*Yapılacak görevler*.
A) Otostop yazısı şu üç ifadeyle örtüşüyor mu: (i) Yazar, Atina'da Erasmus öğrencisidir; (ii) Yazar, Atina'dan Selanik'e otobüsle gitmiştir; (iii) Atatürk Evi'nde konuştuğu kişiler yazarı sınıra kadar götürmeyi kabul etmiştir? Her biri için evet ya da hayır deyin ve yazıdaki belirleyici sözleri birebir alıntılayın.
B) Otostop yazısını son cümlesinden sonra devam ettirin.
:: Metin ::
22 Şubat 2016 Pazartesi

Yunanistan'dan İstanbul'a otostop mu ? Yaptık, aha dayıya sor !

Şimdiii... Çocuklarıma ve torunlarıma belki de gereksiz yere gururlanarak anlatacağım bir otostop macerası ile karşınızdayım a dostlar !

Bilenler bilir şu an Atina'da Erasmus öğrencisiyim. Ve doğum günüm olan 9 Kasım da geldi çattı. E Ailemizle hasretiz birbirimize. Vatan özlemini söylemiyorum bile. Bu hasret durumu canıma tak etti. Öğrenciliğin verdiği kısıtlı imkan ve içimdeki maceraperestliğin sonucu olarak okuyacağınız otostop olayına kalkıştım. Nasıl mı oldu ? İşte anlatıyorum.

2015 senesinin 7 Kasım sularındayım. Çocukluk hayalimdir fikir rehberim olan Mustafa Kemal ATATÜRK'ün hayata gözlerini yumduğu gün hayata gözlerini açtığı evde olmak. Bunun için bir süre öncesinde Rynair'den Atina - Selanik bileti aldım. 10 Kasım sabahı 8 civarı Selanik'e indim.

Selanik Havaalı'ndayım.

Gittiğinizde göreceksiniz hava alanından merkeze giden 2 hat şeklinde halk otobüsü var. Onlardan istediğinize binip yaklaşık yarım saat sonra insan kalabalığının indiği yerde inin. Burası Kamara Meydanı. Eğer meydanda aşağıdaki resimde gördüğünüz Galerius Kemeri'ni görüyorsanız doğru yerdesiniz demektir. Otobüsten iner inmez ana caddeyi solunuza aldığınızı düşünerek sağ istikametinize doğru yardırın. Ara sokaklardan geçerek Atatürk Evi'ne kolayca ulaşabilirsiniz. Zamanında Ali Rıza Baba'mız parayı kırıp en merkezi yerden kiralamış evi. Buradan aziz ruhuna şükranlarımı iletiyorum. 

İyot kokulu Selanik sokaklarından ilerleyerek Atatürk Evi'ne ya da Müzesi'ne vardım.

Saygı dakikaları başladı.

Anıtkabir, Çanakkale, Dumlupınar, Manastır, Harbiye derken seni yaşama görevinde sona gelindi Efe'm. Ne mutlu ki bana son nefesini verdiğin o makus günde ilk nefesini aldığın yerdeyim. Şükür yaradana.

Resmen bayram yeri Atatürk Evi. Güzel vatanımın nadide şehirlerinden birçok insan gelmiş. Kalabalığın arasına attım kendimi. Bi nevi memleket özlemimi gideriyorum. Anadolu kokuyorlar adeta !

Gözüme kestirdiğim ablalara, abilere ne zaman döneceklerini sordum. Hani giderken beni de sınıra kadar atıverirler mi acaba diye. Ama nafile. Yolcu taşımacılığı, tur anlaşmaları ıvız zıvırları yüzünden hevesim kursağımda kaldı. Otostop tek çare oldu yani anlayacağınız. E haydi çekelim o zaman. Şansımıza ne çıkarsa. Vira Bismillah !
:::
:: Veri kayıtları ::
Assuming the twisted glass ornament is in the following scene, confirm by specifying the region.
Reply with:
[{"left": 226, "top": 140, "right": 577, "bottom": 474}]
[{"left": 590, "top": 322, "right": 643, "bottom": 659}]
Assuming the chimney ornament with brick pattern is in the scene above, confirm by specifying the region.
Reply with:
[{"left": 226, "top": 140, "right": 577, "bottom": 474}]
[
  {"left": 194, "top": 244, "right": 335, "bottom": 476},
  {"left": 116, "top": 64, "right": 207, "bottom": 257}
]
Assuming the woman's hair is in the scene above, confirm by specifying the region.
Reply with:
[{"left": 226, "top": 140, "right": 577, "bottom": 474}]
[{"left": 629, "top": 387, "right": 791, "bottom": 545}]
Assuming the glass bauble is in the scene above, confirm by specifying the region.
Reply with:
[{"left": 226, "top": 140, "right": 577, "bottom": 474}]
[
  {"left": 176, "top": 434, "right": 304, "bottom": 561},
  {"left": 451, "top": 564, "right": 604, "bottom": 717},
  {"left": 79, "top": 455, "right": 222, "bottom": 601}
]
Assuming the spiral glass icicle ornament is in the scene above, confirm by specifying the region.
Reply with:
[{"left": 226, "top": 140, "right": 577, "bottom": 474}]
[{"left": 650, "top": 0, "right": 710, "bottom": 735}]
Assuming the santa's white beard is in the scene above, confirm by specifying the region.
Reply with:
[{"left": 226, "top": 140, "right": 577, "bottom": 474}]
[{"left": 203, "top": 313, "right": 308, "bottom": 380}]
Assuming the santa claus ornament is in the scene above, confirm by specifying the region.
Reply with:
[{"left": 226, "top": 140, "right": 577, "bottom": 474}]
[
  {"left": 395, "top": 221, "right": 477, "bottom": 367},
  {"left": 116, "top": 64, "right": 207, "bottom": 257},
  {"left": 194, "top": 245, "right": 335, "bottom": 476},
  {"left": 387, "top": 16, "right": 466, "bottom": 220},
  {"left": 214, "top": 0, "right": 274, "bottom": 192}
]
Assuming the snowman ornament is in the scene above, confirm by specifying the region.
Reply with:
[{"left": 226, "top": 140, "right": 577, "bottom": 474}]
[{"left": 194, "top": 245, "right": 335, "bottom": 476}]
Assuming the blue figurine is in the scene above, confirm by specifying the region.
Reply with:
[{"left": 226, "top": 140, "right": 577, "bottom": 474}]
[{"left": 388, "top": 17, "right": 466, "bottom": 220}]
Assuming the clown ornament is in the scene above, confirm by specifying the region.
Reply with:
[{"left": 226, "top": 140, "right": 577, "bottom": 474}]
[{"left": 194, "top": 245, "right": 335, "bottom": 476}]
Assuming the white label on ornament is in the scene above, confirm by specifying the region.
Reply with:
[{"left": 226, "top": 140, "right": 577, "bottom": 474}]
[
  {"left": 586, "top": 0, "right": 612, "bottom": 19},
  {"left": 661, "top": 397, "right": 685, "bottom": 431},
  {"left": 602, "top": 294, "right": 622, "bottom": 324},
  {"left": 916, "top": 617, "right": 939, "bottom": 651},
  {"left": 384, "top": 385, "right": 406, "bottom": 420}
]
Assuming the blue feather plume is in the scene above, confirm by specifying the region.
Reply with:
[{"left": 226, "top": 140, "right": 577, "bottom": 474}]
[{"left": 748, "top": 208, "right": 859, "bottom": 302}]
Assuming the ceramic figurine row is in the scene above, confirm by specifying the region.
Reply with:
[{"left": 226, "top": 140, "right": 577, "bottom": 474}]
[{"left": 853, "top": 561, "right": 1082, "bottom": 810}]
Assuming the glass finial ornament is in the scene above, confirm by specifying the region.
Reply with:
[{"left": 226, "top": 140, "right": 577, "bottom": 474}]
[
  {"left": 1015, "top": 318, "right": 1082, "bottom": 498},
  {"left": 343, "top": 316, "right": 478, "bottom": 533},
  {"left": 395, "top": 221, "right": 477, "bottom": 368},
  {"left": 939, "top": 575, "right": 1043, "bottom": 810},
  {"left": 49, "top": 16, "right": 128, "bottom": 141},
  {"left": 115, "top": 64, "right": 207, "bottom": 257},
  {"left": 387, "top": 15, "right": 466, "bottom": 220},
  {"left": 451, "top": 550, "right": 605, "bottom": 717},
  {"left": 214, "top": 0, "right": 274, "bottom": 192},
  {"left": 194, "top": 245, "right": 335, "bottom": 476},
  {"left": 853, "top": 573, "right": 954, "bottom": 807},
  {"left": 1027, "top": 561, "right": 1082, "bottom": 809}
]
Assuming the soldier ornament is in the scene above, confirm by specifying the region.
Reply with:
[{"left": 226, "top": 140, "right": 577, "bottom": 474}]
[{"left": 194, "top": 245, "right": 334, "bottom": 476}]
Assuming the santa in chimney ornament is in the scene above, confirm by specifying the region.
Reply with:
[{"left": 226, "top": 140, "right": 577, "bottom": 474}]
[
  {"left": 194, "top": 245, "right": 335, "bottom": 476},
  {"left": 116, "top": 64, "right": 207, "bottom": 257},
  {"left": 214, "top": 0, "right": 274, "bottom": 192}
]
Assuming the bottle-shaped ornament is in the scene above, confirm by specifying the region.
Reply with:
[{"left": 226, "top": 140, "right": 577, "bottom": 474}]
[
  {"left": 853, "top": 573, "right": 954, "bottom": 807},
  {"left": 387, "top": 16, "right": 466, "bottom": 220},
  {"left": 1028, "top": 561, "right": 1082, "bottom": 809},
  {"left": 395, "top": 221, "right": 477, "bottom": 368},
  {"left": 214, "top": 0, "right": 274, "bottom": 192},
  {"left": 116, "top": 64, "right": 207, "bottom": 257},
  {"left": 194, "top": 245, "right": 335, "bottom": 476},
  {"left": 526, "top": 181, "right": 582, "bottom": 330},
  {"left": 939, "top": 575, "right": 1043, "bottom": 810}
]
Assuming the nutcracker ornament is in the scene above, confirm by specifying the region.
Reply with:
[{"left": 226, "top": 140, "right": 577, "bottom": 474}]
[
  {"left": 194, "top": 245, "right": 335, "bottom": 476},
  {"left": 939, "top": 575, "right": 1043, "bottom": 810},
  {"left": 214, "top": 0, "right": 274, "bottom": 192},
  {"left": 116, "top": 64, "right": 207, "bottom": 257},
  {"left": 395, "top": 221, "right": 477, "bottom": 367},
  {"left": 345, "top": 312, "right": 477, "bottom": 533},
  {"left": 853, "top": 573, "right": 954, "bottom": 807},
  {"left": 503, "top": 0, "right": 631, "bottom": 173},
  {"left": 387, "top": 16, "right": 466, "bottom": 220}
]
:::
*Görev yanıtları*.
A)
(i) Evet: "Bilenler bilir şu an Atina'da Erasmus öğrencisiyim."
(ii) Hayır: "Bunun için bir süre öncesinde Rynair'den Atina - Selanik bileti aldım."
(iii) Hayır: "Yolcu taşımacılığı, tur anlaşmaları ıvız zıvırları yüzünden hevesim kursağımda kaldı."

B)
Öncelikle şunu söylemek istiyorum. Ototstop tehlikeli ve bir o kadar zahmetli bir iştir. Nereye kadar gideceğiniz, nasıl bir sürücüye denk geleceğiniz tamamen şansınıza kalmış. O yüzden önyargılarınızla savaşırken gerekli hazırlıklarınızı da yapmalısınız. Bu hazırlıklar nelerdir peki ? Yol kenarında ya da bi benzinlikte uyuma ihtimalinize karşı gerekli ekipman. Bu tercih sebebine göre çeşitli alternatifler olabilir. Bir diğeri ve bence en önemlisi otostop kartı. Nereye gitmek istediğinizi büyük harflerle bir kartona yazın ve sürücülerin görebileceği şekilde tutun. Yüzde bin beş yüz işe yarayacaktır.

Selanik bildiğiniz gibi büyük bir şehir. Yunanistan'ın ise ikinci büyük şehri. Ve benim gibi memleketiniz metropol Bilecik ya da çeşitlerinden ise harbiden geniş bir şehir. Ama korkmayın ! Eğer bu niyete kalkıştıysanız sonraki paragraflarda yazanları birebir kaydedin ve uygulayın. Başarısız olma ihtimaliniz çok düşük. Bu arada Selanik - İstanbul arasında çeşitli otobüs firmaları da var. Zahmete kalkışmak istemiyorsanız onları kullanabilirsiniz.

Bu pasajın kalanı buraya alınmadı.